### [DOCUMENT PASSAGE]
U.S. News and World Report gathered the best rankings of presidents from historians and other presidents. “In compiling its 10 Worst Presidents rankings, U.S. News averaged presidential rankings from three separate sources: Siena College’s 2022 Presidential Expert Poll, C-SPAN’s 2021 Presidential Historians Survey and the Presidential Greatness Survey conducted by professors at the University of Houston and Coastal Carolina University in 2024.”

That survey produced a ranking putting Abraham Lincoln, Franklin D. Roosevelt, George Washington, Theodore Roosevelt and Thomas Jefferson in the top five. Following them are Harry S. Truman, Dwight D. Eisenhower, John F. Kennedy, Barack Obama and Lyndon B. Johnson. Numbers 11 through 14 are James Madison, Woodrow Wilson, James Monroe and Ronald Reagan. I’d personally rank Reagan higher for his accomplishments, especially in foreign policy.

Following that group is John Adams, Bill Clinton, John Quincy Adams, Ulysses S. Grant, James K. Polk, George H. W. Bush (20th), William McKinley, Andrew Jackson, William Howard Taft, and Jimmy Carter, followed by Grover Cleveland, who is 25th on the list.

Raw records
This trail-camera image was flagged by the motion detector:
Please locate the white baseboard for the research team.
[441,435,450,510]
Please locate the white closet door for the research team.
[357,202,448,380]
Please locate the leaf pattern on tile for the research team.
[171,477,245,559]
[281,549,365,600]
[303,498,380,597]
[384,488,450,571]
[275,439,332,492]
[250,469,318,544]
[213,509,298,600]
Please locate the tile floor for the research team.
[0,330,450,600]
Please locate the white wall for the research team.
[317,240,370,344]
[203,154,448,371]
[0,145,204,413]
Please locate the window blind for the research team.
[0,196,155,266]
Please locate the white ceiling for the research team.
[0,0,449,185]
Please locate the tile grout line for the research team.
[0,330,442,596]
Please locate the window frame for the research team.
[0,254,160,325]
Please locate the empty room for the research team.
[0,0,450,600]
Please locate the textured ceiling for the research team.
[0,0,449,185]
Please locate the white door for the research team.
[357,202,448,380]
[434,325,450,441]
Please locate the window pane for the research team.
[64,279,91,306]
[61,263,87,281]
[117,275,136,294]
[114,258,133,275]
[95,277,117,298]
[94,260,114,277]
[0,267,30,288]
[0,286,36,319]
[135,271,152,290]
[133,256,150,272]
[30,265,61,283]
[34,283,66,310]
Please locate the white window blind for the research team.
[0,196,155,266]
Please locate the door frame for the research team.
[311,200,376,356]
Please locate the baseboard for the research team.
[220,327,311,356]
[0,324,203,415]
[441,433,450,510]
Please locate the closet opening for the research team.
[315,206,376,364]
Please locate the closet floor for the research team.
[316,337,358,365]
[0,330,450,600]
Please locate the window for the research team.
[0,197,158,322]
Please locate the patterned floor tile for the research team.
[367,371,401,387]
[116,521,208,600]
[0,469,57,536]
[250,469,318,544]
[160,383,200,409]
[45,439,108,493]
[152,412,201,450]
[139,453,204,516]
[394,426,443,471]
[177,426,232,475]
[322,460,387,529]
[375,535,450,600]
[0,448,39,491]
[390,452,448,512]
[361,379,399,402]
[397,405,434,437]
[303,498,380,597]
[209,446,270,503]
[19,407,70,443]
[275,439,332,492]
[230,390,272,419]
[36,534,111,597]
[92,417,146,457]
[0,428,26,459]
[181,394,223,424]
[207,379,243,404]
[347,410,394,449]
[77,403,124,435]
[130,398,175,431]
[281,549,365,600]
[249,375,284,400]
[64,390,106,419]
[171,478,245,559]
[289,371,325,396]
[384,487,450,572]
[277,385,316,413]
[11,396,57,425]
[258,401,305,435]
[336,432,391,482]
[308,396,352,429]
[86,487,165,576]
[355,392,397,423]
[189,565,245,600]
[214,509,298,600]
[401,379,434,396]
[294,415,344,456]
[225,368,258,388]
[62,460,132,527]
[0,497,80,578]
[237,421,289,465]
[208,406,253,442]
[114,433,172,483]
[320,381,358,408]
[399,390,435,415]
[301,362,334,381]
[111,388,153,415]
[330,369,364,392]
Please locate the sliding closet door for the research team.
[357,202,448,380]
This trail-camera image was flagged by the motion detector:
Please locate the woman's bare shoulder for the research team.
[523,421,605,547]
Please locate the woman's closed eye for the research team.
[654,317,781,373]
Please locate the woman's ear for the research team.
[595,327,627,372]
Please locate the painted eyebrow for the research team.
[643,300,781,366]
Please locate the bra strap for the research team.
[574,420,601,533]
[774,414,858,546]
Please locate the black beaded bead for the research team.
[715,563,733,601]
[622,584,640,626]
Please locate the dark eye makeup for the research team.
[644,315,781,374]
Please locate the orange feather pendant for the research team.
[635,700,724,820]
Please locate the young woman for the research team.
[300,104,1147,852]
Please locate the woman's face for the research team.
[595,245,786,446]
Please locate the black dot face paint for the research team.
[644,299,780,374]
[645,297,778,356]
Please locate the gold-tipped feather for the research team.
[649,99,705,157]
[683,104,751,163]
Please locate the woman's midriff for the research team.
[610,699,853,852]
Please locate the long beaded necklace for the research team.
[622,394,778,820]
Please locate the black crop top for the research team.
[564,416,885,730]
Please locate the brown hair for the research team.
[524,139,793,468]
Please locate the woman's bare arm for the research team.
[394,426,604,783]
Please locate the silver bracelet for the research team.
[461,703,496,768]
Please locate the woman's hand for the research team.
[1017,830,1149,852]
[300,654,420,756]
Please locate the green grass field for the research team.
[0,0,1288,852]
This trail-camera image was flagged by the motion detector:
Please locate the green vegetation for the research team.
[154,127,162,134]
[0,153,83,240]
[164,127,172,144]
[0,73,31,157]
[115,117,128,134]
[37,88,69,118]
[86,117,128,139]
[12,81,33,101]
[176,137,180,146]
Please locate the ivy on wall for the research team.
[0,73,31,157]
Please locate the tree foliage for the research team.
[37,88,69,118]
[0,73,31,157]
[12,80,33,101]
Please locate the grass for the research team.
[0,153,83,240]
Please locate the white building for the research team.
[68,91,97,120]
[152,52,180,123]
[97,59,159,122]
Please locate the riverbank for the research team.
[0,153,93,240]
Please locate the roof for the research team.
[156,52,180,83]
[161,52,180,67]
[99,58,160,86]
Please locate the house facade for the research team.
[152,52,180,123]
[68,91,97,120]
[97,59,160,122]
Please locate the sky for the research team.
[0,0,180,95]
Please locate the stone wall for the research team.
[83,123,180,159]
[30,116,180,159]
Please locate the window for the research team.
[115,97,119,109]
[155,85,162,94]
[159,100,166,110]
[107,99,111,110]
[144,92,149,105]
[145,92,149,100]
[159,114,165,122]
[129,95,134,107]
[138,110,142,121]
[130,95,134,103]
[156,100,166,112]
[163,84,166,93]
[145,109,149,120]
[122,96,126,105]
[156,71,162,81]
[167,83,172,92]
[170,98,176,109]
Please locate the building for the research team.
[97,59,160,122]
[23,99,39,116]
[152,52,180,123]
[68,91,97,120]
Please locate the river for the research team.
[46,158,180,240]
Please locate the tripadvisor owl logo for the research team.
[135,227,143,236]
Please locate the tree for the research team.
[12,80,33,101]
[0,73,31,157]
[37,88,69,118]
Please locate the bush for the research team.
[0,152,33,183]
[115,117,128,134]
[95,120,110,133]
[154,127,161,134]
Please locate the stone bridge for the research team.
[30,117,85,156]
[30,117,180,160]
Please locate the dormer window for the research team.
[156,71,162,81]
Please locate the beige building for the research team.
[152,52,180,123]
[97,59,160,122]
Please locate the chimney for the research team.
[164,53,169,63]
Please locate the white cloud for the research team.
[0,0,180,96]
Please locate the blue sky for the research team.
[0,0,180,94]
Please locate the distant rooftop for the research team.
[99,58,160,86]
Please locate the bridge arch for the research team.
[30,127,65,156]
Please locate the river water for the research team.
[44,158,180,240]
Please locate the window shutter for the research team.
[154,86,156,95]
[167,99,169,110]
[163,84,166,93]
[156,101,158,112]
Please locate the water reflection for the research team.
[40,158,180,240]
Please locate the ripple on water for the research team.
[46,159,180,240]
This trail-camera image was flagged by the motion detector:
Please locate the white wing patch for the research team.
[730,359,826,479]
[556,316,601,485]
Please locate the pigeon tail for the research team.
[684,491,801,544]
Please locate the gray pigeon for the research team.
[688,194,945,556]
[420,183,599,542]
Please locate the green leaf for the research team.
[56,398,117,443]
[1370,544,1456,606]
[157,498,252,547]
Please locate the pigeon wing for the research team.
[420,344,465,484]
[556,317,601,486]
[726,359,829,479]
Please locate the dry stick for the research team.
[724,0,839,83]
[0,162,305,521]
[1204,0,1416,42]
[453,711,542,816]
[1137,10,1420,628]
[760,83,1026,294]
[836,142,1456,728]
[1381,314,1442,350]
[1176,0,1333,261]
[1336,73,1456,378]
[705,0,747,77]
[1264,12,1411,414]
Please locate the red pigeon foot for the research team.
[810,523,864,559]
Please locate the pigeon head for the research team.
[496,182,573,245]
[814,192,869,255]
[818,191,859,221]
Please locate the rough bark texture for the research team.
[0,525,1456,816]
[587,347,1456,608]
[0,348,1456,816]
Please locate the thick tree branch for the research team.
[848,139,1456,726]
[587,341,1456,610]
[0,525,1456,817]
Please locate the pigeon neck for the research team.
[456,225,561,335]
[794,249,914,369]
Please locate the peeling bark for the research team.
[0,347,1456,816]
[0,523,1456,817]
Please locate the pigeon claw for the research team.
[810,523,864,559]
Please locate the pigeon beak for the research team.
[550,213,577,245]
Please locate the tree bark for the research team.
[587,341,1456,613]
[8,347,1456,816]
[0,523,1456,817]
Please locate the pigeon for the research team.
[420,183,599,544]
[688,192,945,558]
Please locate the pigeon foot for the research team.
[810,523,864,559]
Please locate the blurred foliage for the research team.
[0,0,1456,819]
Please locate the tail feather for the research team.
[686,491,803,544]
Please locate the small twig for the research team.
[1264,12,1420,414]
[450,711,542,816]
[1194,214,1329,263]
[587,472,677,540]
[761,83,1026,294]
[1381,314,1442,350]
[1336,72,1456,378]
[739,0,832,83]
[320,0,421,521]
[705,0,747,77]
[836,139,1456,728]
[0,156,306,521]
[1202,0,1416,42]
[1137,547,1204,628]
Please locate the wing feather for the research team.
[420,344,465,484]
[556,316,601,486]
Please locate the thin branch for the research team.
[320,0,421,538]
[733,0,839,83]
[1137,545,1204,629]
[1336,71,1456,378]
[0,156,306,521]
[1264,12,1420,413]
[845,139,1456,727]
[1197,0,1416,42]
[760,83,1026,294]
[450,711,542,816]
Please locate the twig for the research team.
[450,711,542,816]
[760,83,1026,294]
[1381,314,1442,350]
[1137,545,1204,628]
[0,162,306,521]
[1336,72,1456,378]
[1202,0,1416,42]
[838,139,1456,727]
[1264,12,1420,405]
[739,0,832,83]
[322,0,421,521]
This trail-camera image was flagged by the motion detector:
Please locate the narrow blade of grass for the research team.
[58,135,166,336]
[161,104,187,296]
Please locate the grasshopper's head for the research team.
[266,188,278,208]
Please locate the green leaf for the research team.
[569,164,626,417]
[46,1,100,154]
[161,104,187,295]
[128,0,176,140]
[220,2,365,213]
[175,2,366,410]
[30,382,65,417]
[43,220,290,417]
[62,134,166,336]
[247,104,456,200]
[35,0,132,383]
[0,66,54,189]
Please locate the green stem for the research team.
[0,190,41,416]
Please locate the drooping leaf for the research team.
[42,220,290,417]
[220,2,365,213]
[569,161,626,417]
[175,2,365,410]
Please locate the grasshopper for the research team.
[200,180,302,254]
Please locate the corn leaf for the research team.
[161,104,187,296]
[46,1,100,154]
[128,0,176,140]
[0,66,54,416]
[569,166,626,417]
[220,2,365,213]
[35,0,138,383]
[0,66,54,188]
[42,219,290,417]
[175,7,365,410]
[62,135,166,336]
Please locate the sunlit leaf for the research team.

### [GIVEN TASK 1]
Do the following statements agree with the passage on presidential rankings? Answer yes or no for each, quoting the words of the passage that decide it. (a) U.S. News drew on a survey of historians conducted by C-SPAN in 2021. (b) Ronald Reagan is ranked 11th. (c) Grover Cleveland holds the 25th spot.
### [GIVEN TASK 2]
Copy out the entries word for word, beginning with their first line and stopping after the line that contains "[0,197,158,322]".

### [CORRECT RESPONSE 1]
(a) Yes: "C-SPAN’s 2021 Presidential Historians Survey"
(b) No: "Numbers 11 through 14 are James Madison, Woodrow Wilson, James Monroe and Ronald Reagan."
(c) Yes: "Grover Cleveland, who is 25th on the list"

### [CORRECT RESPONSE 2]
This trail-camera image was flagged by the motion detector:
Please locate the white baseboard for the research team.
[441,435,450,510]
Please locate the white closet door for the research team.
[357,202,448,380]
Please locate the leaf pattern on tile for the research team.
[171,477,245,559]
[281,549,365,600]
[303,498,380,597]
[384,488,450,571]
[275,439,332,492]
[250,469,318,544]
[213,509,298,600]
Please locate the tile floor for the research team.
[0,330,450,600]
Please locate the white wall for the research team.
[317,240,370,344]
[203,154,448,371]
[0,145,204,413]
Please locate the window blind for the research team.
[0,196,155,266]
Please locate the white ceiling for the research team.
[0,0,449,185]
Please locate the tile grout line for the research team.
[0,330,442,596]
Please locate the window frame for the research team.
[0,254,160,325]
Please locate the empty room for the research team.
[0,0,450,600]
Please locate the textured ceiling for the research team.
[0,0,449,185]
Please locate the white door for the research team.
[357,202,448,380]
[434,325,450,441]
Please locate the window pane for the research team.
[64,279,91,306]
[61,263,87,281]
[117,275,136,294]
[114,258,133,275]
[95,277,117,298]
[94,260,114,277]
[0,267,30,288]
[0,286,36,319]
[135,271,152,290]
[133,256,150,272]
[30,265,61,283]
[34,283,66,310]
Please locate the white window blind for the research team.
[0,196,155,266]
Please locate the door frame for the research team.
[311,200,376,356]
Please locate the baseboard for the research team.
[220,327,311,356]
[0,324,203,415]
[441,433,450,510]
Please locate the closet opening for the research team.
[315,206,376,364]
Please locate the closet floor for the research team.
[316,337,358,365]
[0,330,450,600]
Please locate the window for the research team.
[0,197,158,322]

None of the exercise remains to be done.